**Instructions to follow:**
Emit only the lines from the line containing "the tree with a marker in this photo?" through the last line of the entries, unchanged.

(Location identification items)
○ ○ ○

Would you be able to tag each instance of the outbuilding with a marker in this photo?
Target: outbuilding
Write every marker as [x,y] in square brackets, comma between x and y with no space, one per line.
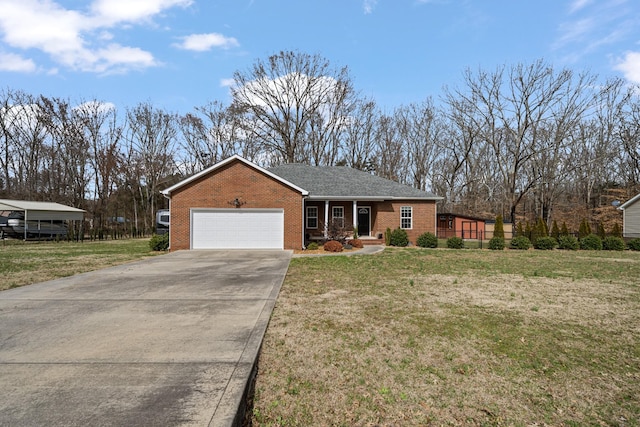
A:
[631,217]
[22,218]
[236,204]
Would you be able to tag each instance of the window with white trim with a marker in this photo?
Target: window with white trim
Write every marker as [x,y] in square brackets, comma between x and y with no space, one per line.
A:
[338,215]
[406,217]
[312,217]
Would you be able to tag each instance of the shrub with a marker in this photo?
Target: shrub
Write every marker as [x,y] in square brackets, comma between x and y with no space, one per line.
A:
[333,246]
[634,244]
[616,231]
[568,242]
[399,237]
[356,243]
[455,243]
[159,242]
[545,243]
[496,243]
[612,243]
[427,240]
[592,242]
[584,230]
[520,242]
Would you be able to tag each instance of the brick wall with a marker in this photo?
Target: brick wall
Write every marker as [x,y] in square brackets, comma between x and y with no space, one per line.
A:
[387,214]
[235,180]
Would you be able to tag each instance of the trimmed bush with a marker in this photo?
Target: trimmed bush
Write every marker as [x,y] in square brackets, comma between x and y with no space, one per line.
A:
[612,243]
[568,242]
[496,243]
[427,240]
[592,242]
[455,243]
[634,244]
[399,237]
[545,243]
[520,242]
[356,243]
[333,246]
[159,242]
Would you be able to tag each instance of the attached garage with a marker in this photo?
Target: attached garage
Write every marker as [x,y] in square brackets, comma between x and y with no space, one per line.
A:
[237,228]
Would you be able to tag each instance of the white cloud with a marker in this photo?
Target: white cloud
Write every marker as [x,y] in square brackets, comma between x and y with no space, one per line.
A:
[13,62]
[80,39]
[576,5]
[369,5]
[205,42]
[115,11]
[227,82]
[630,66]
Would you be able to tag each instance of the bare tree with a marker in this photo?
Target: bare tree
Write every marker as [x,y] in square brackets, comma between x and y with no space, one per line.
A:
[421,128]
[152,144]
[359,146]
[512,109]
[294,104]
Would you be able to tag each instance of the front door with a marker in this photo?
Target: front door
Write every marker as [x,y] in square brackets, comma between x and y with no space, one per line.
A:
[364,221]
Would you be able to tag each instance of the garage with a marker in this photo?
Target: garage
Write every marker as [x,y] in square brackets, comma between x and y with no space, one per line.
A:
[237,228]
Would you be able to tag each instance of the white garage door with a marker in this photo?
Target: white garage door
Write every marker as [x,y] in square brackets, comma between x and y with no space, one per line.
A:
[237,229]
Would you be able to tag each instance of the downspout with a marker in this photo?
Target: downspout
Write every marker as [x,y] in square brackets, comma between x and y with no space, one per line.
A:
[326,219]
[168,198]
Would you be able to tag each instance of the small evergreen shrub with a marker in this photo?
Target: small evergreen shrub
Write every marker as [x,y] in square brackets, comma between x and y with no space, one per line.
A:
[427,240]
[592,242]
[399,237]
[455,243]
[356,243]
[333,246]
[634,244]
[545,243]
[568,242]
[612,243]
[159,242]
[520,242]
[496,243]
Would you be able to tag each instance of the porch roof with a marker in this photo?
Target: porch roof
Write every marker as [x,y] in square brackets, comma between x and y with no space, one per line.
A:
[344,183]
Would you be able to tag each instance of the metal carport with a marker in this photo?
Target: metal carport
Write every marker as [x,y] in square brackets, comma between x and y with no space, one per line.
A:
[42,211]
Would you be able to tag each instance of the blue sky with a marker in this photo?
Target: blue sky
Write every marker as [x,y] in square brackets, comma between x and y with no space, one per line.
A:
[179,54]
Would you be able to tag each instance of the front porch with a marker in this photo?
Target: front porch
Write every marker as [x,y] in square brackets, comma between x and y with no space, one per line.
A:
[324,219]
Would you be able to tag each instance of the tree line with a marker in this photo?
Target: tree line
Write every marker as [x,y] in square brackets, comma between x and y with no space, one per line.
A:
[525,141]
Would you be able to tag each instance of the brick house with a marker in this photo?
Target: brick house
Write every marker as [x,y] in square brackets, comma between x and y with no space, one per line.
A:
[236,204]
[631,217]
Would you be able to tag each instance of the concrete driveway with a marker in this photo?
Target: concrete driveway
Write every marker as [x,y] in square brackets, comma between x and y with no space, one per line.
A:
[168,341]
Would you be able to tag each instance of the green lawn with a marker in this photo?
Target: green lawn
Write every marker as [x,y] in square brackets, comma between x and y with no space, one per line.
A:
[24,263]
[454,337]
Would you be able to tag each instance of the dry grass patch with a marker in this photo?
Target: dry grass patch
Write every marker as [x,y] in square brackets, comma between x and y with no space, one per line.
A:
[438,337]
[24,263]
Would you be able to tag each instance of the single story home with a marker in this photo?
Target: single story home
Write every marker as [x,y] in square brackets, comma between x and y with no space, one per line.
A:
[236,204]
[631,217]
[464,226]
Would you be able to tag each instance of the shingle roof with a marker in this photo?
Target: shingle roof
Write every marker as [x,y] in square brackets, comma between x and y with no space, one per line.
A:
[344,182]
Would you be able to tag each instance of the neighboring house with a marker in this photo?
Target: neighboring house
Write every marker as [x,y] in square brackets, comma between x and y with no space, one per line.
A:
[631,217]
[464,226]
[236,204]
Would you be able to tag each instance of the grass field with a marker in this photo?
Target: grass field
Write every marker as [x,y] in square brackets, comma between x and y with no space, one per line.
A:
[24,263]
[454,337]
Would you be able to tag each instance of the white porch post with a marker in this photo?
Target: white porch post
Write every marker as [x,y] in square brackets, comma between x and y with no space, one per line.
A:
[326,219]
[355,214]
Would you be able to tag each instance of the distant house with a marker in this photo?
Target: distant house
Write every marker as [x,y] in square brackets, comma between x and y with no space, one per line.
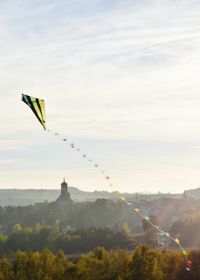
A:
[64,195]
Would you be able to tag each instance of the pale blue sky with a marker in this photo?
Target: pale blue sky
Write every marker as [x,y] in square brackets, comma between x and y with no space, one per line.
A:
[119,78]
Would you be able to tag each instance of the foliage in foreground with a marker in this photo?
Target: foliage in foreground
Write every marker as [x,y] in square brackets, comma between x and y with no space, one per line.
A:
[144,264]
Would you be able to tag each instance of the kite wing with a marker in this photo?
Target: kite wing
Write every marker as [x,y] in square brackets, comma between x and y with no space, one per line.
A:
[37,106]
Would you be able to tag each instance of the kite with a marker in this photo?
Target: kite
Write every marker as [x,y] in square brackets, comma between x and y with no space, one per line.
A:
[37,106]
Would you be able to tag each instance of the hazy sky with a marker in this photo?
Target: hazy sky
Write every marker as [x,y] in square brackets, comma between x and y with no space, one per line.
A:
[121,78]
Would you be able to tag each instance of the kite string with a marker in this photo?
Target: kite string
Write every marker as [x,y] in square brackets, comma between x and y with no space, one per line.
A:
[136,210]
[84,156]
[147,219]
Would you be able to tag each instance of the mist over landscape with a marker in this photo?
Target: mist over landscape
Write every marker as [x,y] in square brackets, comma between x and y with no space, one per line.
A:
[99,140]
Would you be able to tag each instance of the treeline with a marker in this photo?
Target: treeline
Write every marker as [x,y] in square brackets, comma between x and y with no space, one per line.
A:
[72,242]
[102,213]
[144,264]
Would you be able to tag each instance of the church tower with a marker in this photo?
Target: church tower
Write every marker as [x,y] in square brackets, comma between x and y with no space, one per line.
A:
[64,195]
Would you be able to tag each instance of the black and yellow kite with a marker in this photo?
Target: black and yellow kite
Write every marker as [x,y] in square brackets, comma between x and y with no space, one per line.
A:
[37,106]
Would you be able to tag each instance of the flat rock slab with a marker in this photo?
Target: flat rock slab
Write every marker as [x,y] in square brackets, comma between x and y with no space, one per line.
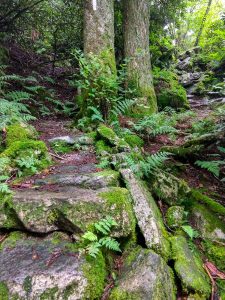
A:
[71,210]
[32,269]
[145,275]
[95,180]
[147,213]
[189,268]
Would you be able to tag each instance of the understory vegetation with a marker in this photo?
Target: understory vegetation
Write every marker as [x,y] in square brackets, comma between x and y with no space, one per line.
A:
[110,166]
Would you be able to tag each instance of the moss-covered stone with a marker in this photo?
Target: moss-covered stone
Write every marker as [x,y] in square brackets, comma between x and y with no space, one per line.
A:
[175,216]
[4,292]
[189,268]
[102,148]
[168,90]
[133,140]
[107,134]
[147,214]
[95,273]
[144,275]
[208,202]
[169,188]
[207,223]
[118,200]
[215,253]
[11,240]
[19,132]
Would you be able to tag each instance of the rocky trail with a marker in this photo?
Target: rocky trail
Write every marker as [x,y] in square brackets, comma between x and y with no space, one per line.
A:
[51,210]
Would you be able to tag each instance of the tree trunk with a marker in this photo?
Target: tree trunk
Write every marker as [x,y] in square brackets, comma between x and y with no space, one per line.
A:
[99,29]
[136,49]
[203,22]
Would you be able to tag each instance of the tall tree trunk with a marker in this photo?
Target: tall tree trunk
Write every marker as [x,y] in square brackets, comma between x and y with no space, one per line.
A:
[203,22]
[99,29]
[136,49]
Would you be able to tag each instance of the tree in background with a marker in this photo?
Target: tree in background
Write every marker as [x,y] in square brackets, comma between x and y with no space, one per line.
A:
[136,50]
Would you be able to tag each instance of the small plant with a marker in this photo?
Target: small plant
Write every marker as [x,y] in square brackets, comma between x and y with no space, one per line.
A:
[212,166]
[156,124]
[27,164]
[103,96]
[93,242]
[190,231]
[4,188]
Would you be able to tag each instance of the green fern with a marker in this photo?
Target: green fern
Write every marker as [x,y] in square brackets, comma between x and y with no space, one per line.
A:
[156,124]
[94,242]
[212,166]
[122,107]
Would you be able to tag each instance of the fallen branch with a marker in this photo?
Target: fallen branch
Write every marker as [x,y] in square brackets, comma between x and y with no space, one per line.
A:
[56,156]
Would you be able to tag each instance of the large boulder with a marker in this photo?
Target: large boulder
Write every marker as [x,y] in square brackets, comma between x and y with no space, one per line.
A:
[169,188]
[33,268]
[210,225]
[90,180]
[69,209]
[144,276]
[169,91]
[147,214]
[189,268]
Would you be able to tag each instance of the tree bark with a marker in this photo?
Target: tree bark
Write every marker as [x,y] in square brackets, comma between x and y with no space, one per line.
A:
[203,23]
[99,28]
[136,49]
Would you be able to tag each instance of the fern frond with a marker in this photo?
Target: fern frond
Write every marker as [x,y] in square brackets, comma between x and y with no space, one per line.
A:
[110,243]
[211,166]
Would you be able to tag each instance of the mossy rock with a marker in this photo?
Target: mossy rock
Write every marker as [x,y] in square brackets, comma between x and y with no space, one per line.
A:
[175,216]
[168,90]
[111,138]
[70,209]
[133,140]
[147,214]
[144,276]
[209,224]
[189,268]
[70,276]
[19,132]
[215,253]
[102,148]
[169,188]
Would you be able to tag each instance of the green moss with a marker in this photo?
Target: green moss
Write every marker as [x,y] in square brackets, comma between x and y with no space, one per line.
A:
[11,240]
[102,148]
[95,272]
[210,203]
[118,294]
[49,294]
[61,147]
[221,286]
[169,188]
[207,222]
[189,267]
[175,216]
[27,285]
[118,200]
[107,133]
[15,149]
[133,140]
[92,135]
[19,132]
[215,253]
[4,291]
[168,90]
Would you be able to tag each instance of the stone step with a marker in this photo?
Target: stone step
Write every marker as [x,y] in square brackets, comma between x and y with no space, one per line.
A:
[70,209]
[95,180]
[33,269]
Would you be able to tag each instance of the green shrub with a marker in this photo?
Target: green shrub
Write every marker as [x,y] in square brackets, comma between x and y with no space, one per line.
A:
[168,90]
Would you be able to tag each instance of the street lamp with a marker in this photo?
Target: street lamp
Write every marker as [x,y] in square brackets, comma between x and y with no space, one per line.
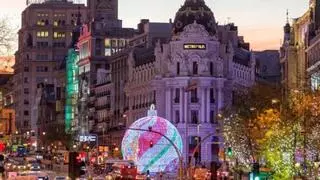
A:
[316,166]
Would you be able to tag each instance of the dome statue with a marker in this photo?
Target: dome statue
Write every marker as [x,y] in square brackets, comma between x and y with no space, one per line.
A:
[194,10]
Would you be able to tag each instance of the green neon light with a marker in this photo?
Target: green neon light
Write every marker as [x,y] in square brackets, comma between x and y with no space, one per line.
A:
[72,88]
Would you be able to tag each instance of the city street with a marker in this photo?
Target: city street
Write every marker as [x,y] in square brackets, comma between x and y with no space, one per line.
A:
[160,90]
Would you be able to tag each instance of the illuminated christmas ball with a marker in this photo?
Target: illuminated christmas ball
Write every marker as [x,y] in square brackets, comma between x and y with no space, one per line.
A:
[152,151]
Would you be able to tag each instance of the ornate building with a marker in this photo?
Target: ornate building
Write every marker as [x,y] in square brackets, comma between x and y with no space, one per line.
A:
[44,38]
[295,50]
[313,49]
[102,37]
[192,77]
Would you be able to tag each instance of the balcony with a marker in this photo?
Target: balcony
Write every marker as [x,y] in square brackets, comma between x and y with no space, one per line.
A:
[194,100]
[106,106]
[177,100]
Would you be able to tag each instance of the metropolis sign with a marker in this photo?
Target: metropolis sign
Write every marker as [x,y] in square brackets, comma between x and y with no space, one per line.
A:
[194,46]
[88,138]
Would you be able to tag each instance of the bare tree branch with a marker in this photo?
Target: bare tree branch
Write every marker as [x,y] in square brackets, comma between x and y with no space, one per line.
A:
[8,37]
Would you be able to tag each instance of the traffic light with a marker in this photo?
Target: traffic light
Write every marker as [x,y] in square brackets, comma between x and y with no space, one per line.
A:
[74,165]
[82,168]
[229,151]
[255,172]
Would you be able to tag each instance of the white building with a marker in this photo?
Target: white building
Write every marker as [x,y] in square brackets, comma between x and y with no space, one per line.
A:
[192,77]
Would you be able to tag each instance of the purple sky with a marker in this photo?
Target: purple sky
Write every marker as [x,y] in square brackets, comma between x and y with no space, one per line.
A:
[259,21]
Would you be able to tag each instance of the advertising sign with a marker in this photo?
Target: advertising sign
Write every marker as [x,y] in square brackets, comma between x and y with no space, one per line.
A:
[194,46]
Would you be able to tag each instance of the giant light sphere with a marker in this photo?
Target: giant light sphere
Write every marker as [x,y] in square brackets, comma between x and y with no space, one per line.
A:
[161,156]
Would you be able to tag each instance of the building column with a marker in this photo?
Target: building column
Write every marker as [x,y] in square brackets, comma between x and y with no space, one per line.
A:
[219,95]
[208,104]
[203,118]
[181,103]
[168,103]
[186,104]
[186,124]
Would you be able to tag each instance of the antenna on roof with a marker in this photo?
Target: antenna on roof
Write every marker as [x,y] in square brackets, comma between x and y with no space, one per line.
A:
[287,16]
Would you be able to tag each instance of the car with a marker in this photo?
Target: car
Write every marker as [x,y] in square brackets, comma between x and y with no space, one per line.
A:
[61,178]
[35,167]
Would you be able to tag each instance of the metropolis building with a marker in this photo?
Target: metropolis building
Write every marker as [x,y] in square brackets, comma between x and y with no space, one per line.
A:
[192,77]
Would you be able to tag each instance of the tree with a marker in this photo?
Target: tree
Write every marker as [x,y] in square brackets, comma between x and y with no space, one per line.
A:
[245,124]
[7,37]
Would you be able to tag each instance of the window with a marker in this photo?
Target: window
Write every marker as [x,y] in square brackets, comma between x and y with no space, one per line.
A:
[84,50]
[211,68]
[26,102]
[177,96]
[59,35]
[58,93]
[212,118]
[42,57]
[194,117]
[98,47]
[25,123]
[41,22]
[42,69]
[40,80]
[26,91]
[26,113]
[26,80]
[42,44]
[42,34]
[107,47]
[177,114]
[195,68]
[194,96]
[26,69]
[59,44]
[212,100]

○ ○ ○

**Answer in full:**
Would you be able to tag each instance of the tree with a marker in this photo?
Target: tree
Write every marker as [x,y] in square brackets, comma between x and y with no space, one per line.
A:
[245,124]
[7,37]
Would you be able to tag each instance of the window with a marker in this photo?
Target: window
Write every marker as [x,y] in square brackets, comma between x and y with no space, one per line.
A:
[84,50]
[211,68]
[26,102]
[177,96]
[59,35]
[58,93]
[212,118]
[42,57]
[194,117]
[98,47]
[25,123]
[41,22]
[42,69]
[40,80]
[26,91]
[26,113]
[26,80]
[42,44]
[42,34]
[107,47]
[177,114]
[195,68]
[194,96]
[26,69]
[59,44]
[212,100]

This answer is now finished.